### Aim of the exercise
Swap "Acceptance check" for "Quality check" everywhere in the data below and repeat everything else unchanged, leaving out the picture lines.

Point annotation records

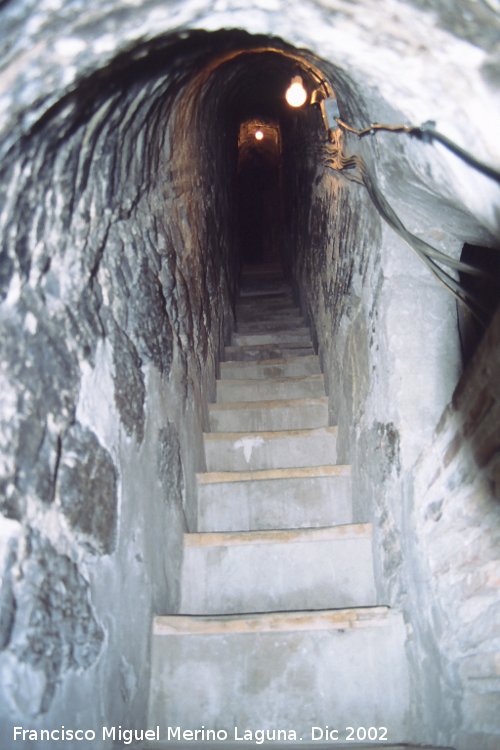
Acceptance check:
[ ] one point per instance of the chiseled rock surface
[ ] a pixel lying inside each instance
(114, 309)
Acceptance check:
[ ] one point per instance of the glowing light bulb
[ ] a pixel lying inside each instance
(296, 94)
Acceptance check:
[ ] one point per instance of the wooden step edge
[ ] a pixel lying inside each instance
(285, 379)
(273, 622)
(278, 536)
(267, 362)
(285, 332)
(297, 472)
(269, 435)
(271, 404)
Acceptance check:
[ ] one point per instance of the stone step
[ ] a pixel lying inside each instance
(262, 270)
(236, 451)
(295, 386)
(274, 498)
(266, 351)
(262, 310)
(271, 368)
(267, 301)
(293, 671)
(291, 414)
(299, 336)
(280, 322)
(259, 571)
(272, 288)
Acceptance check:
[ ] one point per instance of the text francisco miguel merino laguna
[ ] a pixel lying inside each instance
(128, 736)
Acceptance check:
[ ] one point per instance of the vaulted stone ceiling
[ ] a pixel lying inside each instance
(118, 137)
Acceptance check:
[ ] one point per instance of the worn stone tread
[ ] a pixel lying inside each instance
(277, 536)
(265, 622)
(298, 402)
(300, 472)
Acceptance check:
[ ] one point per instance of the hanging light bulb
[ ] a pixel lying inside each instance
(296, 94)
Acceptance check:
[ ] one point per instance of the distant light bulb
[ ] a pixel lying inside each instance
(296, 94)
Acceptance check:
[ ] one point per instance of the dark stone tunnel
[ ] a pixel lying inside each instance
(133, 192)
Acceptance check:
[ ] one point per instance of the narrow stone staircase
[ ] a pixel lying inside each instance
(280, 628)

### The answer
Quality check:
[ ] one point per instance of the chiseled rock surface
[ ] a pixel lying inside each instance
(114, 309)
Quality check:
[ ] one point per instance of the glowing light bulb
[ ] a pixel lying inside each instance
(296, 94)
Quality check:
[ ] one point per instance of the wooden step edge
[ ] a pixel lying inside each instance
(285, 379)
(273, 622)
(278, 536)
(267, 362)
(285, 332)
(297, 472)
(269, 435)
(271, 404)
Quality check:
[ ] one point per instance of the stone step
[ ] a pixel lying inside each instance
(262, 270)
(236, 451)
(295, 386)
(274, 498)
(266, 351)
(262, 310)
(271, 368)
(267, 301)
(293, 671)
(291, 414)
(299, 336)
(280, 322)
(259, 571)
(272, 288)
Quality check:
[ ] one point per instance of the text francisco miguel merino laguna
[ ] a pixel lying inside each instance
(128, 736)
Quality check:
[ ] one point per instance of the vaulted stone ceiling
[ ] a pixel lying inside each instance
(118, 137)
Quality check:
[ ] one point per instance of the worn stone tread
[ ] a pixel lying inside each instance
(277, 536)
(265, 622)
(298, 402)
(300, 472)
Quality check:
[ ] one point per instance of the hanging light bulb
[ ] a pixel lying inside each instance
(296, 94)
Quality check:
[ ] one point per instance of the distant light bulb
[ ] a pixel lying inside each instance
(296, 94)
Quality check:
[ ] one point per instance of the dark stone tunnel
[ ] a pixel lying inside each instance
(133, 192)
Quality check:
[ ] one point per instance of the narrow stone staircase
[ ] a pixel lying inside each instance
(280, 628)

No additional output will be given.